>>>

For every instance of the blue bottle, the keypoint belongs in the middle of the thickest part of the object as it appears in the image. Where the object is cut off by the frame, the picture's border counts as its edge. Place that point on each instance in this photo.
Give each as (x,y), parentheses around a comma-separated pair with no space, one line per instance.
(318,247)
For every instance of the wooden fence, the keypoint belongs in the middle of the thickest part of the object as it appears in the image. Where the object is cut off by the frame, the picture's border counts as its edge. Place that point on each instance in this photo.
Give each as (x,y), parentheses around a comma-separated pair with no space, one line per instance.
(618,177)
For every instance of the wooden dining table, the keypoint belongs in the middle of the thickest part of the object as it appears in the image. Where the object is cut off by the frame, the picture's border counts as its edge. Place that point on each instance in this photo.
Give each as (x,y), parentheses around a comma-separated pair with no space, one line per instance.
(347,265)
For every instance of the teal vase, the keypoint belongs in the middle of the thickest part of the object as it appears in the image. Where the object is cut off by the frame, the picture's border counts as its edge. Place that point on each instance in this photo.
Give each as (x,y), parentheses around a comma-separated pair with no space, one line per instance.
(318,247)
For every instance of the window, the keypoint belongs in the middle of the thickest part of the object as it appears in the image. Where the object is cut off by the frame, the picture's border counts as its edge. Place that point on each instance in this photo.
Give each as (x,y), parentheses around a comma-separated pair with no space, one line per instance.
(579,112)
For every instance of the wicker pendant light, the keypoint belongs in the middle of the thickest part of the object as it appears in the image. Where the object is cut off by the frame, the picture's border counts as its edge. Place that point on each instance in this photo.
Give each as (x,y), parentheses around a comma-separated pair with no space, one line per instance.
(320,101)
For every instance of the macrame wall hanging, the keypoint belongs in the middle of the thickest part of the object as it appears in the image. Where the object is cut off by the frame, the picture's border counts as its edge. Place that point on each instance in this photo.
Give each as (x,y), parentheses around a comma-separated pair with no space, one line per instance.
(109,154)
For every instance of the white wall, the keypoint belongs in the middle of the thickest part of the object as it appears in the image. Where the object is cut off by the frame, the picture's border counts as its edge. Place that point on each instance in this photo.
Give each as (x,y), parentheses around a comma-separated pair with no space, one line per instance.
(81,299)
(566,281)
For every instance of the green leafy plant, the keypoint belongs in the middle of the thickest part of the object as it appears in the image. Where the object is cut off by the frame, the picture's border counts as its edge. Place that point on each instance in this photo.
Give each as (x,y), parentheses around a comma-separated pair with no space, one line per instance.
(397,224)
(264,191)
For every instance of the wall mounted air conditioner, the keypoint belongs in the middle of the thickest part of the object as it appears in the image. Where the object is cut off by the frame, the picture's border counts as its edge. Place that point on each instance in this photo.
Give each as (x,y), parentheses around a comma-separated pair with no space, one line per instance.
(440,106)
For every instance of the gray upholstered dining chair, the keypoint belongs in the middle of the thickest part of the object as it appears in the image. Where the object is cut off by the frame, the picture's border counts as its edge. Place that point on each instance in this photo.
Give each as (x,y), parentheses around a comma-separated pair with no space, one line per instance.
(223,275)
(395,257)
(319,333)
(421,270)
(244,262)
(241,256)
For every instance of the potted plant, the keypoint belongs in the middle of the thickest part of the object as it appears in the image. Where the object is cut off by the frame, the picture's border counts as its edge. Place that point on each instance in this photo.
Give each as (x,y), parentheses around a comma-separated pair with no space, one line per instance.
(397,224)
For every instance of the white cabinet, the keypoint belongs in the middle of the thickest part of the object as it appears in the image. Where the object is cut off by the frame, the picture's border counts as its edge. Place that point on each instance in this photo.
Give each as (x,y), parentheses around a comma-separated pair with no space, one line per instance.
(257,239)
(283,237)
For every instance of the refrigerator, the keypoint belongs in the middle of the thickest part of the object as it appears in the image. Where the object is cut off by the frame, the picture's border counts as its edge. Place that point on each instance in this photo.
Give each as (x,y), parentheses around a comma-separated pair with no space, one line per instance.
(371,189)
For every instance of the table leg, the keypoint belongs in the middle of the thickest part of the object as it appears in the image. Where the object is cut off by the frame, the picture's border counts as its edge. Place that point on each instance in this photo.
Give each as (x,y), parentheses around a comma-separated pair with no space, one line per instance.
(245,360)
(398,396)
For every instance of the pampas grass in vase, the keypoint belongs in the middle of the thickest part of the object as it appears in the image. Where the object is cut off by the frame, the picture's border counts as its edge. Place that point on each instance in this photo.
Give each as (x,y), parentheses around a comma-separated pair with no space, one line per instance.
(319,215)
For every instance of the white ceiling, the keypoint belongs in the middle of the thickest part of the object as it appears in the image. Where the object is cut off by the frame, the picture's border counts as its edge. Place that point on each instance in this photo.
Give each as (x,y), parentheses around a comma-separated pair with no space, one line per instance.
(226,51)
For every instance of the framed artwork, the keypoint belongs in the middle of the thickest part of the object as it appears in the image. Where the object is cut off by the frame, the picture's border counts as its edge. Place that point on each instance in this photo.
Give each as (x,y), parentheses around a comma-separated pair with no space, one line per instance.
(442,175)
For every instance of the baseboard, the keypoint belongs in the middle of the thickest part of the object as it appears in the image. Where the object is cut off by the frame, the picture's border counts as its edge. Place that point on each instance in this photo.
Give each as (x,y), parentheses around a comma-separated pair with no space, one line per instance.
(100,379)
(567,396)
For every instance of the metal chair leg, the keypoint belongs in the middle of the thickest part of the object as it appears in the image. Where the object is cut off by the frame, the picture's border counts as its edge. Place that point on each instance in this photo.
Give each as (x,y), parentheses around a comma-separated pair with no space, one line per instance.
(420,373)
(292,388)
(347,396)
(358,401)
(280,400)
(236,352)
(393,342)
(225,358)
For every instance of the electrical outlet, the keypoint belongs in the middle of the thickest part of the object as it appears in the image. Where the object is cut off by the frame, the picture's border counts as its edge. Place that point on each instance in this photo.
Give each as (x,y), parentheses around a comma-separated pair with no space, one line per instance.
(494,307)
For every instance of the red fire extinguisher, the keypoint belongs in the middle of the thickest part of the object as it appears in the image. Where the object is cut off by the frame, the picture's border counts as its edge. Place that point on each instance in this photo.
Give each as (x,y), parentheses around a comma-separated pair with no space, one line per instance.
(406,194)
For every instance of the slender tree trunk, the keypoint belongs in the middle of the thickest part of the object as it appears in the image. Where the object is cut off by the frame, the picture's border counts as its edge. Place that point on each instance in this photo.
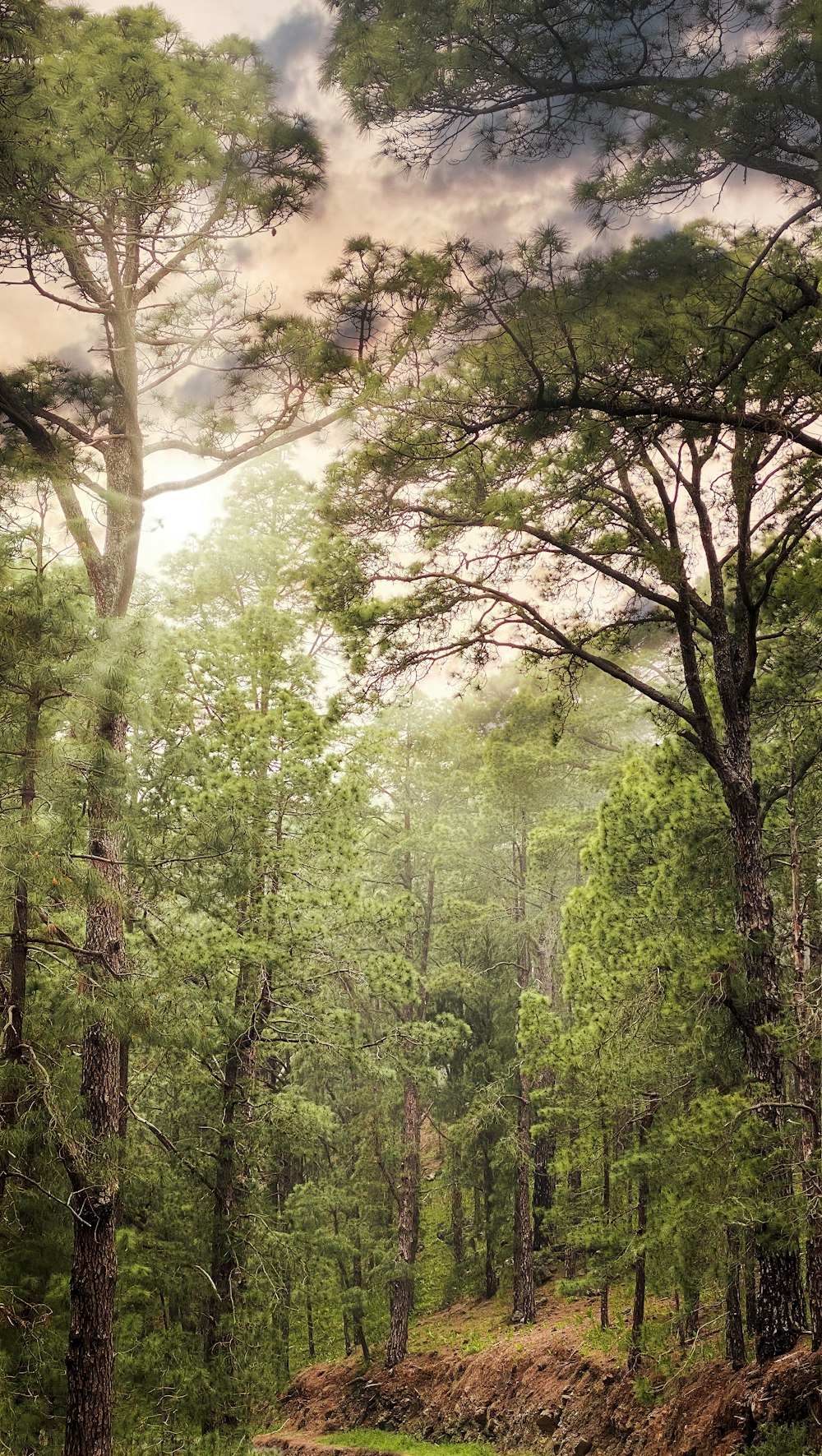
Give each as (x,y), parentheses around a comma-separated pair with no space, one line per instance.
(13,1010)
(230,1191)
(750,1278)
(524,1289)
(733,1333)
(780,1302)
(574,1193)
(524,1295)
(400,1293)
(544,1189)
(360,1290)
(604,1316)
(492,1278)
(457,1216)
(638,1318)
(310,1324)
(408,1227)
(808,1089)
(89,1363)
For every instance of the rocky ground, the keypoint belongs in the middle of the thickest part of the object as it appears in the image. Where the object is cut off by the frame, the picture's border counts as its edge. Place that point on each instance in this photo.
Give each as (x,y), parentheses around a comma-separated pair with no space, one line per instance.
(538,1391)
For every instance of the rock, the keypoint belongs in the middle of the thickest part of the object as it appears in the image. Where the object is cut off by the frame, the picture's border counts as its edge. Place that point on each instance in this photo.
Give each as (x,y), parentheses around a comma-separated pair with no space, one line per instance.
(547,1421)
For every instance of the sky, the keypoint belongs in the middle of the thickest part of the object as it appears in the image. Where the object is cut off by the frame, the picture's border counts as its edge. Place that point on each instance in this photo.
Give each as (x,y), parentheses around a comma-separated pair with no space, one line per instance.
(364,192)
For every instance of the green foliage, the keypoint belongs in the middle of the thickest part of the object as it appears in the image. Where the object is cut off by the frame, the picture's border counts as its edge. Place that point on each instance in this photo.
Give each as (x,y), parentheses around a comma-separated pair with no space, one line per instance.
(665,99)
(783,1440)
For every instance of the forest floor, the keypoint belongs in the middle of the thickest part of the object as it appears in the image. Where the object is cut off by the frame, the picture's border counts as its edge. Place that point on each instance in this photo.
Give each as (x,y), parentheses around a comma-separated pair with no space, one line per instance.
(559,1386)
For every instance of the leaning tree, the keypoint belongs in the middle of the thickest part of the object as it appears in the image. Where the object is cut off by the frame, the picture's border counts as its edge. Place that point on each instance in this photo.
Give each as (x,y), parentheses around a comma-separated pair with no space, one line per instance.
(597,447)
(663,98)
(139,162)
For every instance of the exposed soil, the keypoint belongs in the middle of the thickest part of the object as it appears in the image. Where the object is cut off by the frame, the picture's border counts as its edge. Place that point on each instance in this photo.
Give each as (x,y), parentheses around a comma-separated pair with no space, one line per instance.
(537,1391)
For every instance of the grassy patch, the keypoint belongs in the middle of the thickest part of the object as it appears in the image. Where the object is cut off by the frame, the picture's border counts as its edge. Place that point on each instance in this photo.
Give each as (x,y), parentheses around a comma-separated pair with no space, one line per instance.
(404,1444)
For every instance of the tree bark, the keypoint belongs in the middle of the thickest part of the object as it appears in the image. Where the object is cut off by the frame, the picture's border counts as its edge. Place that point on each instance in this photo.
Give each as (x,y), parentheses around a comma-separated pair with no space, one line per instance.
(574,1191)
(89,1363)
(230,1187)
(638,1318)
(544,1189)
(808,1087)
(13,1008)
(733,1333)
(524,1297)
(360,1292)
(457,1219)
(604,1314)
(408,1229)
(750,1278)
(491,1276)
(780,1301)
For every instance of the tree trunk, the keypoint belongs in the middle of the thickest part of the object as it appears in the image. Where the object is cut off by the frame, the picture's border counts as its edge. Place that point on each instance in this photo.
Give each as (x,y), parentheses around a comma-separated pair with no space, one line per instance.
(457,1219)
(310,1324)
(89,1363)
(544,1189)
(782,1302)
(492,1278)
(733,1333)
(524,1297)
(524,1290)
(574,1191)
(230,1187)
(360,1293)
(638,1318)
(13,1008)
(408,1227)
(808,1088)
(604,1318)
(750,1278)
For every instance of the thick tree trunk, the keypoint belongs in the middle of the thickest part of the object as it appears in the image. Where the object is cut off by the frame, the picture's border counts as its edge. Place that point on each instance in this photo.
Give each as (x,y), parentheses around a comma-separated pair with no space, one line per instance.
(733,1333)
(94,1271)
(408,1227)
(89,1361)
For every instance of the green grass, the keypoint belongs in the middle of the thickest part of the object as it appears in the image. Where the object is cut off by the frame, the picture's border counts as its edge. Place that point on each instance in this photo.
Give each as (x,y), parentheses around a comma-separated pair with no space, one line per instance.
(404,1444)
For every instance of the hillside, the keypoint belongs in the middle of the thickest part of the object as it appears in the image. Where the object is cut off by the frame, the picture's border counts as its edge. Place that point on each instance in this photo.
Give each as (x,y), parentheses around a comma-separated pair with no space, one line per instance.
(547,1389)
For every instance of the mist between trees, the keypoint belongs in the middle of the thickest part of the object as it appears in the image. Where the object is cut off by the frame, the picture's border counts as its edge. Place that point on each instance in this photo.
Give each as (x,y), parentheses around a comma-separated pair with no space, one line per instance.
(325,1002)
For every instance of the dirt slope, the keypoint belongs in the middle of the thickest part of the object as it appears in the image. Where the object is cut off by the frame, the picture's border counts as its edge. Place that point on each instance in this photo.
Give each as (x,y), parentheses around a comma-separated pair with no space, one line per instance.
(536,1389)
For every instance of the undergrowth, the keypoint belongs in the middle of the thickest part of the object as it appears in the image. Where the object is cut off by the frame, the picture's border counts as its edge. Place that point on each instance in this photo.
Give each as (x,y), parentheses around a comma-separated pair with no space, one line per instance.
(408,1444)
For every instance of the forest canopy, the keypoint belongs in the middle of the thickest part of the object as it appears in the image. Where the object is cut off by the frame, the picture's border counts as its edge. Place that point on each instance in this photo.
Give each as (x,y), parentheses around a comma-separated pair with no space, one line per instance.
(409,889)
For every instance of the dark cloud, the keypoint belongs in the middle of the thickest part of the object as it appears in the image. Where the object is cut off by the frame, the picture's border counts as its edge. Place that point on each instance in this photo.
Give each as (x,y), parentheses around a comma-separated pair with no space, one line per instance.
(294,49)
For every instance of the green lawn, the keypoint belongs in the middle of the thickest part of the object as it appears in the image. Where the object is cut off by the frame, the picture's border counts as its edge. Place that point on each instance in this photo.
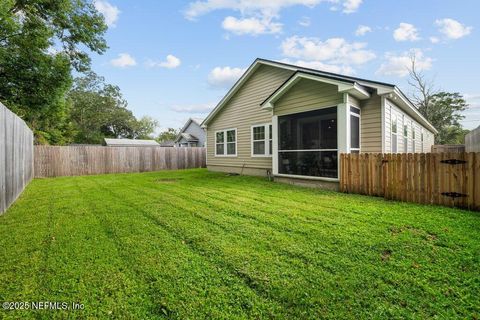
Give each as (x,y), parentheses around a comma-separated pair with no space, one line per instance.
(193,245)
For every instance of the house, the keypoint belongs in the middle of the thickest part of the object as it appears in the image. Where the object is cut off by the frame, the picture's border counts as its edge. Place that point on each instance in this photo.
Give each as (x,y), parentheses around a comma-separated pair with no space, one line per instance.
(130,143)
(293,123)
(191,135)
(167,144)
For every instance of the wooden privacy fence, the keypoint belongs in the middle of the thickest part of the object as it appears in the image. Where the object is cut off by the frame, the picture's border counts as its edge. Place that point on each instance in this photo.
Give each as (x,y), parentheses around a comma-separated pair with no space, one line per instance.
(16,157)
(54,161)
(450,179)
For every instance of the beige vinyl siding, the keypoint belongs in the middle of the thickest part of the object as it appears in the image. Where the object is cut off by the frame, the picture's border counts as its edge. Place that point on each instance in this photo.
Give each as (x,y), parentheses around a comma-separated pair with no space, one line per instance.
(241,112)
(392,108)
(307,95)
(353,101)
(371,124)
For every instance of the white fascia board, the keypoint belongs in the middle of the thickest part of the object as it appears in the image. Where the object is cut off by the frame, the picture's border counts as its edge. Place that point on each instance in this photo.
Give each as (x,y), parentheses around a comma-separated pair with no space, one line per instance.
(342,87)
(232,91)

<<<

§ **WHAT THIS TASK INVOLVES**
Output the lines from the line containing "For every instance of the beige" to the end, both included; add nothing.

§ **SOLVED PROBLEM**
For every instance of the beige vinyl siding, the keypoint belongs in the middle of the thickest part of the object as it appears in the image. Where the object is cut off by the frame, the picture's border counts as its edge. Place that point on each instance in this photo.
Give each as (x,y), parentheses around a comma-separated pair with no space, one line per instance.
(241,112)
(392,108)
(307,95)
(353,101)
(371,124)
For every instance of the white fascia board, the keypoint belongs in the middle of the thickest part of the object as it appears in the image. Where the object is cut off by the frame, the picture's border counts as its edge. Place that point on each instance in this photo.
Give each as (x,y), parentheses around a comma-separated pair with no space, one line per instance.
(342,87)
(232,91)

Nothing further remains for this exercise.